** start Document passage **

In 1957, Lawrence Ferlinghetti was tried for obscenity for publishing Allen Ginsberg's poem "Howl," which contains, among other subtleties, the words "cock" and "cunt" used in a sexual sense, direct and graphic references to homosexual and heterosexual acts, and a scathing indictment of capitalism.

I have in my possession a framed page torn from an Utne Reader. This page contains a photograph, and that photograph shows several uniformed West Point cadets at a table, each of them reading intently from a copy of Howl and Other Poems.

Everybody knows the first line. The first line barely counts.

...who broke down crying in white gymnasiums naked and trembling before the machinery of other skeletons,

who bit detectives in the neck and shrieked with delight in policecars for committing no crime but their own wild cooking pederasty and intoxication,

who howled on their knees in the subway and were dragged off the roof waving genitals and manuscripts,

who let themselves be fucked in the ass by saintly motorcyclists, and screamed with joy,

who blew and were blown by those human seraphim, the sailors, caresses of Atlantic and Caribbean love,

who balled in the morning in the evenings in rose gardens and the grass of public parks and cemeteries scattering their semen freely to whomever come who may,

who hiccuped endlessly trying to giggle but wound up with a sob behind a partition in a Turkish Bath when the blond & naked angel came to pierce them with a sword,

who lost their loveboys to the three old shrews of fate the one eyed shrew of the heterosexual dollar the one eyed shrew that winks out of the womb and the one eyed shrew that does nothing but sit on her ass and snip the intellectual golden threads of the craftsman's loom,

who copulated ecstatic and insatiate with a bottle of beer a sweetheart a package of cigarettes a candle and fell off the bed, and continued along the floor and down the hall and ended fainting on the wall with a vision of ultimate cunt and come eluding the last gyzym of consciousness,

who sweetened the snatches of a million girls trembling in the sunset, and were red eyed in the morning but

prepared to sweeten the snatch of the sunrise, flashing buttocks under barns and naked in the lake...

** end Document passage **

— Written exercise 1 —
In the passage about "Howl," rewrite the paragraph beginning "I have in my possession" as a single shorter sentence that keeps its main facts.

** start Information given **

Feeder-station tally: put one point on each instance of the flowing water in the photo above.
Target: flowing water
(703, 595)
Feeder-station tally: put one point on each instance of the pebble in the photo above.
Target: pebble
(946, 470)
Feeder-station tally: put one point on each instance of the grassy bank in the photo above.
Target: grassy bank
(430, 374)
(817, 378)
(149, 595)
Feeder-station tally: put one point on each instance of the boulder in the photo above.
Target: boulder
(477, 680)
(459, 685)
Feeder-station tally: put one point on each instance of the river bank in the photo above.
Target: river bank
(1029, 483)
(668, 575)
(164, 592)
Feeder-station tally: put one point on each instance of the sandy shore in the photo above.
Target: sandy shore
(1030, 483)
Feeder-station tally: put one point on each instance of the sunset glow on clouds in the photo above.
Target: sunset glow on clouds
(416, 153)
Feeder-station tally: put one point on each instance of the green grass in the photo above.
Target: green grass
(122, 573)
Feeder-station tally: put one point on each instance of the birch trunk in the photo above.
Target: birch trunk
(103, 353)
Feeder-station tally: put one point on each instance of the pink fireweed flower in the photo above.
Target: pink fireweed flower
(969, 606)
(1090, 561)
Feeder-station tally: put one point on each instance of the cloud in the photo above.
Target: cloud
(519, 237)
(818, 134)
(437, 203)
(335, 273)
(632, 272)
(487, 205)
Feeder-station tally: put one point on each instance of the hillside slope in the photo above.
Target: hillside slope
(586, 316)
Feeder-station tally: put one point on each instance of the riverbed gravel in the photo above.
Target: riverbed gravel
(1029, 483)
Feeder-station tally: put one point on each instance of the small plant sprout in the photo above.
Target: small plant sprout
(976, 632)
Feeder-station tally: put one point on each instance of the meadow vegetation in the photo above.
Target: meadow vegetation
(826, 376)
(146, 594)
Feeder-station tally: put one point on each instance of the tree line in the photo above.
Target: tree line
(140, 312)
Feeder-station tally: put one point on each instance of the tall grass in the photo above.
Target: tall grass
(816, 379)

** end Information given **
** start Information given **

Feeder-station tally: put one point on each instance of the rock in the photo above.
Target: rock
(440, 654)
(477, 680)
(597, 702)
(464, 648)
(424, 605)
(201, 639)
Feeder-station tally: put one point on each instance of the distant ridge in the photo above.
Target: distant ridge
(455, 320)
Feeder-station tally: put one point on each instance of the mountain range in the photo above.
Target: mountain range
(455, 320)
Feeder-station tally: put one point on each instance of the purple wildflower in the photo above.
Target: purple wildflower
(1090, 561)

** end Information given **

— Written exercise 2 —
Rewrite the records as a Markdown table with the columns Row and Line. Start with the line that contains "water in the photo above." and go on through the line that contains "(1030, 483)".

— Correct result 1 —
The writer owns a framed page torn from an Utne Reader whose photograph shows several uniformed West Point cadets at a table, each reading intently from a copy of Howl and Other Poems.

— Correct result 2 —
| Row | Line |
|---|---|
| 1 | Feeder-station tally: put one point on each instance of the flowing water in the photo above. |
| 2 | Target: flowing water |
| 3 | (703, 595) |
| 4 | Feeder-station tally: put one point on each instance of the pebble in the photo above. |
| 5 | Target: pebble |
| 6 | (946, 470) |
| 7 | Feeder-station tally: put one point on each instance of the grassy bank in the photo above. |
| 8 | Target: grassy bank |
| 9 | (430, 374) |
| 10 | (817, 378) |
| 11 | (149, 595) |
| 12 | Feeder-station tally: put one point on each instance of the boulder in the photo above. |
| 13 | Target: boulder |
| 14 | (477, 680) |
| 15 | (459, 685) |
| 16 | Feeder-station tally: put one point on each instance of the river bank in the photo above. |
| 17 | Target: river bank |
| 18 | (1029, 483) |
| 19 | (668, 575) |
| 20 | (164, 592) |
| 21 | Feeder-station tally: put one point on each instance of the sandy shore in the photo above. |
| 22 | Target: sandy shore |
| 23 | (1030, 483) |